* EXERCISE DETAILS: Please copy the records below word for word, omitting the pictures.

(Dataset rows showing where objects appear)
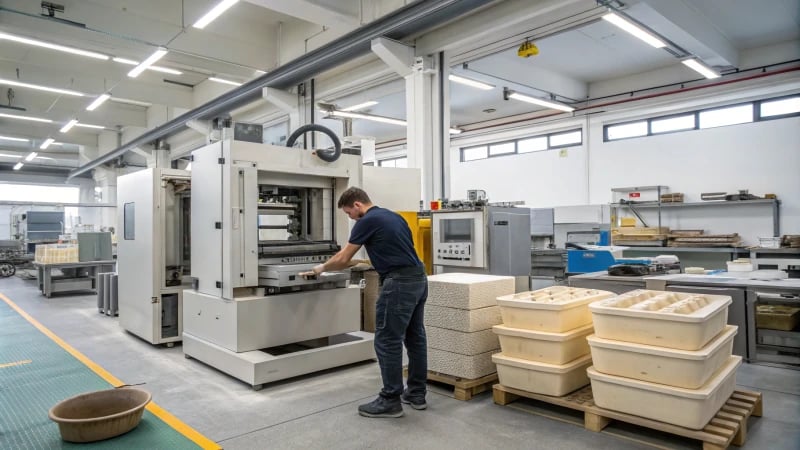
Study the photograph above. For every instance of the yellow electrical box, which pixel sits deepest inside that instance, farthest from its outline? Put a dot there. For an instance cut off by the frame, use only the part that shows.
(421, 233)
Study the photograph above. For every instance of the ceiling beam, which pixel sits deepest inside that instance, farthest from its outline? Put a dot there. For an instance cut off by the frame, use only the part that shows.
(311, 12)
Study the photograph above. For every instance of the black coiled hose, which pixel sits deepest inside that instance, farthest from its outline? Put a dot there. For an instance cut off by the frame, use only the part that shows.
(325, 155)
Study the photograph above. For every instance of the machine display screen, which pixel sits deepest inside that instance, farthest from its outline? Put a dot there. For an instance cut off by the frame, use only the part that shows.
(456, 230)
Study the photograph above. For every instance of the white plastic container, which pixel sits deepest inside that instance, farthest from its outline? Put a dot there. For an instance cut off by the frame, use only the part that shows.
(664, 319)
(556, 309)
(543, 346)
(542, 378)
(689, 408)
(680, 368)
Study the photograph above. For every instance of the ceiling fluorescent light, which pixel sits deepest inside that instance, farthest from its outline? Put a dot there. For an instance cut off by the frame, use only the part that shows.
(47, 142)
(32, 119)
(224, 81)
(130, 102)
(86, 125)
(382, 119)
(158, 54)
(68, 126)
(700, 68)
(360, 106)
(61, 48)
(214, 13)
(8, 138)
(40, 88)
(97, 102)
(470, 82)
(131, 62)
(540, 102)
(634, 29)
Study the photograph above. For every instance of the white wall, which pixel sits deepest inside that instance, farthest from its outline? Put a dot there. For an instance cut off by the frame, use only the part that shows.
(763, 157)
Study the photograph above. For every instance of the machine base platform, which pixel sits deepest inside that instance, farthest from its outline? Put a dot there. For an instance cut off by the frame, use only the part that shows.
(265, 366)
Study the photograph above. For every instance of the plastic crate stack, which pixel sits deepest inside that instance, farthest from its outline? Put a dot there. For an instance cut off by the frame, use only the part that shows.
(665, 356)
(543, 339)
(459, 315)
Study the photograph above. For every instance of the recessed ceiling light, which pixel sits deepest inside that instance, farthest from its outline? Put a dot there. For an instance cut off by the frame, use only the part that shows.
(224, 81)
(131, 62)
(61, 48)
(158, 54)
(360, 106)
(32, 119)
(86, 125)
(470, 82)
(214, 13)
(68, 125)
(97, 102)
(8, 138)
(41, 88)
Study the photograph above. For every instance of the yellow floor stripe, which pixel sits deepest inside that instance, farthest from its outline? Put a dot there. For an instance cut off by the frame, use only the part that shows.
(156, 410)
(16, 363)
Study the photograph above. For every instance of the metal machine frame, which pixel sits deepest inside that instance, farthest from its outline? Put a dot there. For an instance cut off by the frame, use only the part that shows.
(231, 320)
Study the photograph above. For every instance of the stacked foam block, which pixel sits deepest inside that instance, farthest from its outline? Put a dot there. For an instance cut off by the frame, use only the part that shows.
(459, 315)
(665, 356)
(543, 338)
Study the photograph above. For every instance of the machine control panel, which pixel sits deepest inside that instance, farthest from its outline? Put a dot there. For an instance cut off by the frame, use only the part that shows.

* OUTPUT FOR THIS EXERCISE:
Study the photograph above. For every instance of the yellow electrical box, which pixel sits deepest inside that instance, farthest from its outline? Put a dot there. For an instance cut off by the frame, use only the part that shows.
(421, 233)
Study the photograph above. For every instance of the ceiling beam, which pixel sits deepest inside that instance, farthest from its outline? Put a dot there. For an instance cut off by the frame, use only the part that shows.
(311, 12)
Study the photograph above. For every instance of the black coiled hose, which pixel sits deepest inside that instance, farthest from its outline? Put a dot there. For an instance cut off by the frame, use only the part that shows.
(325, 155)
Study the photograph above. For every instance of the machine display screen, which pixel sits deepest inside that instance, farthest from its outline? Put a dot there. For an instance cut off by the frame, use only the part that shows.
(456, 230)
Study the photograph above. For every instance of the white plastic container, which pixel sits deepest inside that instance, farthest from its outline? Put a dot there. For an instance cut off by the frame, use only the part that shows.
(664, 319)
(556, 309)
(543, 346)
(542, 378)
(689, 408)
(680, 368)
Study the photograph above. For every instance of the ceiling fluorescent light, which pixel sits deepest inside that instance, farthest from its outline? Put a dot there. For an instance cut off by the frame, use only the part that shows.
(47, 142)
(32, 119)
(224, 81)
(130, 102)
(86, 125)
(382, 119)
(158, 54)
(68, 126)
(700, 68)
(360, 106)
(61, 48)
(214, 13)
(8, 138)
(40, 88)
(97, 102)
(470, 82)
(131, 62)
(540, 102)
(634, 29)
Study the photograph above. For every instance of the white wall, which pixel sits deepest inside that instance, farthest from its outline? Put a dot there. For an instance cut off by the frame, use only the part that shows.
(763, 157)
Study the photograph above. For every instance of the machine base platform, which pixel sits deepest inside that instance, farthest from its outline? Put a dot there. For an instance cut off by the frame, use only the part that shows.
(265, 366)
Study the photograph above. For every instance of the plastic crate stack, which pixel sits deepest inside that instance, farthest from its outline? Put a dot there. For an instance cut off by the frame, use only the part that shows.
(665, 356)
(543, 339)
(459, 315)
Study the photograph above. For every instance of the recessed ceiling light, which pixel sits deepest inside that instance, farthest from its outline? Put a dot there. For an instance cut off by the frame, use only the part that shows.
(224, 81)
(131, 62)
(61, 48)
(158, 54)
(360, 106)
(32, 119)
(86, 125)
(470, 82)
(214, 13)
(68, 125)
(97, 102)
(8, 138)
(41, 88)
Study the photograph above. For every instance of the yellow floor stripe, which pixel sits deepest inside that instance, farthest from its outline? Put a dot there. For an instance cut off by the frame, use only the part that shows.
(156, 410)
(16, 363)
Study the photograph above. For every instance of the metal machine frame, which pixel sits deepest inside that instance, farthest from its outline? Put a dot there. For an instance cut off by the frame, use only the part that shows.
(231, 320)
Study the photograph above. For every instance of the stacked foam block, which pixel sits deepest inside that instance, farthest from its outline? Put a dot there. For an instance cut off by the frame, use only the part that shows.
(459, 315)
(665, 356)
(543, 338)
Study the photograph above. For every instance of the machine control panel, which pixel sits deepest inside that instance, farthest from its outline? Put a dot there. For an instance cut off by the frame, use only the part that shows.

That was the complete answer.